§ **WHAT YOU ARE ASKED TO DO**
What is needed is an exact copy of the line with "the black handlebar" and all lines that follow it in the entries below, the last line included.

§ **INFORMATION PROVIDED**
:::::
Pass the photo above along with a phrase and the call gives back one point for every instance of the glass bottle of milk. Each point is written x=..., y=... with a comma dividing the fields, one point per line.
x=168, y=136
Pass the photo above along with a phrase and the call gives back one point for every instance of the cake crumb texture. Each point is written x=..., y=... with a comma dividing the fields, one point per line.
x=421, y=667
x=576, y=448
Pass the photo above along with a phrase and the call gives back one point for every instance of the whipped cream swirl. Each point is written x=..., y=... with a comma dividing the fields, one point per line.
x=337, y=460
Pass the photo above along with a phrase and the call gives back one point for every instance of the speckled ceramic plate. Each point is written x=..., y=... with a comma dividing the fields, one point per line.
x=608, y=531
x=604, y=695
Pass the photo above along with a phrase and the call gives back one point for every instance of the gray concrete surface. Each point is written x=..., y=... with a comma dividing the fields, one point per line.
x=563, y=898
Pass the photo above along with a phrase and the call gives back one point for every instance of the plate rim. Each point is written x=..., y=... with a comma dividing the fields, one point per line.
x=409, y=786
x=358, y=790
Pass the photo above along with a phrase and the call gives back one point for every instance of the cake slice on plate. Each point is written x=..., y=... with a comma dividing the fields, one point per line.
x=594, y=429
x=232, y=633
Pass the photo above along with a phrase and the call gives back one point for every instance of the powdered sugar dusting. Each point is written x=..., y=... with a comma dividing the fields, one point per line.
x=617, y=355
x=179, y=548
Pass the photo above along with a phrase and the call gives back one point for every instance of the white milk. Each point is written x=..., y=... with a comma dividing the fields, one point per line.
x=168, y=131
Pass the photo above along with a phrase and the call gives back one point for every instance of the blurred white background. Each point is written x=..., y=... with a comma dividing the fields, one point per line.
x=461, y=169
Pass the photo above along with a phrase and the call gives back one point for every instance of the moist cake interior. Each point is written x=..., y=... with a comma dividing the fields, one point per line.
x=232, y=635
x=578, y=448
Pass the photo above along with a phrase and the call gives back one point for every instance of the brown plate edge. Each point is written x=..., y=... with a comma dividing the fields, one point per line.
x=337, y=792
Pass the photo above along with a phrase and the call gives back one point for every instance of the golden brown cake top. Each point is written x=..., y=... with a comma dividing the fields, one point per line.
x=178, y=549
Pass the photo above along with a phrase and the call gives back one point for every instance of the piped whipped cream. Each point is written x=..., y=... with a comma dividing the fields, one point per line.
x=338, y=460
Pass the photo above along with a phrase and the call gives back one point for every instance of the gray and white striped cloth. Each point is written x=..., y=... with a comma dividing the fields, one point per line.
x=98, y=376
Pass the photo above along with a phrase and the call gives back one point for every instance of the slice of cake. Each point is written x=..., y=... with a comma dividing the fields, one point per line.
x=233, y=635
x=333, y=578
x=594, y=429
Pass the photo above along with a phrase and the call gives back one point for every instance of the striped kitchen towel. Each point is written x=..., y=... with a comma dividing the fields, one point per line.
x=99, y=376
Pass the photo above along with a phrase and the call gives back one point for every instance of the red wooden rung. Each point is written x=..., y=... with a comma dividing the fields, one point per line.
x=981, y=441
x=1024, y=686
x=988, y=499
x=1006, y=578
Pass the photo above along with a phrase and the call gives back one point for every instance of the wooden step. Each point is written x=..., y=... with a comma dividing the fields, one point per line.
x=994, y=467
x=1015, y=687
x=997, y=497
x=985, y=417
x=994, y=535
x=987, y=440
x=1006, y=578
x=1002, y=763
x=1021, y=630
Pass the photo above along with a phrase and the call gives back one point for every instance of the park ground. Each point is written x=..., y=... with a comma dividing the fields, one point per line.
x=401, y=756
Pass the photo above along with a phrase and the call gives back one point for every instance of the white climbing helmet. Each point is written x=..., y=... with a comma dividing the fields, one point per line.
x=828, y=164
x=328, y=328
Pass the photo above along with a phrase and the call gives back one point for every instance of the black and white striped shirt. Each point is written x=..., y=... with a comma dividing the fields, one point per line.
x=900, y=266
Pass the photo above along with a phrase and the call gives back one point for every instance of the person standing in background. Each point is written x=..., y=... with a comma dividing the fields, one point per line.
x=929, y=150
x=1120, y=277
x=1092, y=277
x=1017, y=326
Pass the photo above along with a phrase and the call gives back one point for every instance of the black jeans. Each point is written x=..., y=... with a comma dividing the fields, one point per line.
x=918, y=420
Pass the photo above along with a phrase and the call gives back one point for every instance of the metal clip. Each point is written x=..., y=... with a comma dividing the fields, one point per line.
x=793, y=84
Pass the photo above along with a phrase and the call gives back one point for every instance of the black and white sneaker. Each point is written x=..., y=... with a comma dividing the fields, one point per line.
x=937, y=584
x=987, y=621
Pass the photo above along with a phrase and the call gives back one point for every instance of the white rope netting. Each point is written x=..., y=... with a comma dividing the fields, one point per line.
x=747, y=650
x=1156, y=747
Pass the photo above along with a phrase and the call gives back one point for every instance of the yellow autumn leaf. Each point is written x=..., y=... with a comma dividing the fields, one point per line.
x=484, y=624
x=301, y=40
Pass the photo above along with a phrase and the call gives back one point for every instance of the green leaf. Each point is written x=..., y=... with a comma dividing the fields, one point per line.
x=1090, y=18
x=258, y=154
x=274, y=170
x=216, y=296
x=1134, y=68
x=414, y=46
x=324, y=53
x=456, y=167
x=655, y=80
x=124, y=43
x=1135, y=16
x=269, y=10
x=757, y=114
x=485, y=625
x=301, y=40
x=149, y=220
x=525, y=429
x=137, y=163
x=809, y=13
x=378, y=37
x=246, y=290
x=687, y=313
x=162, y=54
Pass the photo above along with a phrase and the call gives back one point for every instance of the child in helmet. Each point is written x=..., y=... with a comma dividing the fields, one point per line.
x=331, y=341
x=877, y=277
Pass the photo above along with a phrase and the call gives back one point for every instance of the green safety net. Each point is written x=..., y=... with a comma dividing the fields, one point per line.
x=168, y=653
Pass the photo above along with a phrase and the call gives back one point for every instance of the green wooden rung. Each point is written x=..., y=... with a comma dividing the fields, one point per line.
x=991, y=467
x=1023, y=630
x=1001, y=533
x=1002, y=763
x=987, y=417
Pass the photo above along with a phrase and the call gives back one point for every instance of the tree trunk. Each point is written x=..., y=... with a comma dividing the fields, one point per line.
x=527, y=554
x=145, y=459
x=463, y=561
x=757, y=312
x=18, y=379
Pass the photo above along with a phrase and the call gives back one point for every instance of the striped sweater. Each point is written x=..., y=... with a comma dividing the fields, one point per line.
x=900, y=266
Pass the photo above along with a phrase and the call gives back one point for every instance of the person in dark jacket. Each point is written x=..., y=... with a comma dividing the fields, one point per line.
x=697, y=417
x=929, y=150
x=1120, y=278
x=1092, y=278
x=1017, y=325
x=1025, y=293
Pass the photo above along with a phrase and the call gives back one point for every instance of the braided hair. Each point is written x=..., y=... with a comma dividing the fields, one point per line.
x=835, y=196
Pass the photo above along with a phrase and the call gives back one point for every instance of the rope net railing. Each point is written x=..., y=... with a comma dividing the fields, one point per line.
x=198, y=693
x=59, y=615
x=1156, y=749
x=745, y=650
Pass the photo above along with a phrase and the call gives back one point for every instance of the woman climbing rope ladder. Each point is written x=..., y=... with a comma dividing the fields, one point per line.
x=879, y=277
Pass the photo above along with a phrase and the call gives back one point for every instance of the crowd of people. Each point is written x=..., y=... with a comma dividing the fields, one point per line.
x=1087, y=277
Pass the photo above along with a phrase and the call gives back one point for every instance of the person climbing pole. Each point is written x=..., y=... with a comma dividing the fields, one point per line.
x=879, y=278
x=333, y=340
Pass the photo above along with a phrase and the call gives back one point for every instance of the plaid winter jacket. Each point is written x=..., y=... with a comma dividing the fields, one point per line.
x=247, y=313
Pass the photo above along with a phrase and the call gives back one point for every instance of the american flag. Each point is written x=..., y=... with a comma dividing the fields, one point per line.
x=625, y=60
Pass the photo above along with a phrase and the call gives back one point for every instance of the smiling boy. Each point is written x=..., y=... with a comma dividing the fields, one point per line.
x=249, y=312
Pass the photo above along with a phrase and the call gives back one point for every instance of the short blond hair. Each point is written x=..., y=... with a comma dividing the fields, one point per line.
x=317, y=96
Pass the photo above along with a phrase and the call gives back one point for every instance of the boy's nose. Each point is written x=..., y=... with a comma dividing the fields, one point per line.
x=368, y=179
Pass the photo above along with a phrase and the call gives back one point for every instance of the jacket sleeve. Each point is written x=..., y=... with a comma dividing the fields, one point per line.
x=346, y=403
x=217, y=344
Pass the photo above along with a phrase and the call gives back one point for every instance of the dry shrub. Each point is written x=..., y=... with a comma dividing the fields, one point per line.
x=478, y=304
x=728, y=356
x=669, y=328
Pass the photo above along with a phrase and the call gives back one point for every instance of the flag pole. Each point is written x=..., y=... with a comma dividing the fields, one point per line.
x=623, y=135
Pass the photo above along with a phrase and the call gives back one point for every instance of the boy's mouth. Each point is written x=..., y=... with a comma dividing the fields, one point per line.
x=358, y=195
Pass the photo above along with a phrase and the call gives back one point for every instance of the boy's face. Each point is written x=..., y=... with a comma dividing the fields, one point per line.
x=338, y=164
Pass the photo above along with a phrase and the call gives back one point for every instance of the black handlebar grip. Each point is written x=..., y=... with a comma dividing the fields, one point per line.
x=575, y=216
:::::
§ **OUTPUT OF THE EXERCISE**
Pass the photo above along with a phrase and the call gives back one point for every instance of the black handlebar grip. Each point is written x=..., y=... with a comma dividing the fields, one point per line.
x=575, y=216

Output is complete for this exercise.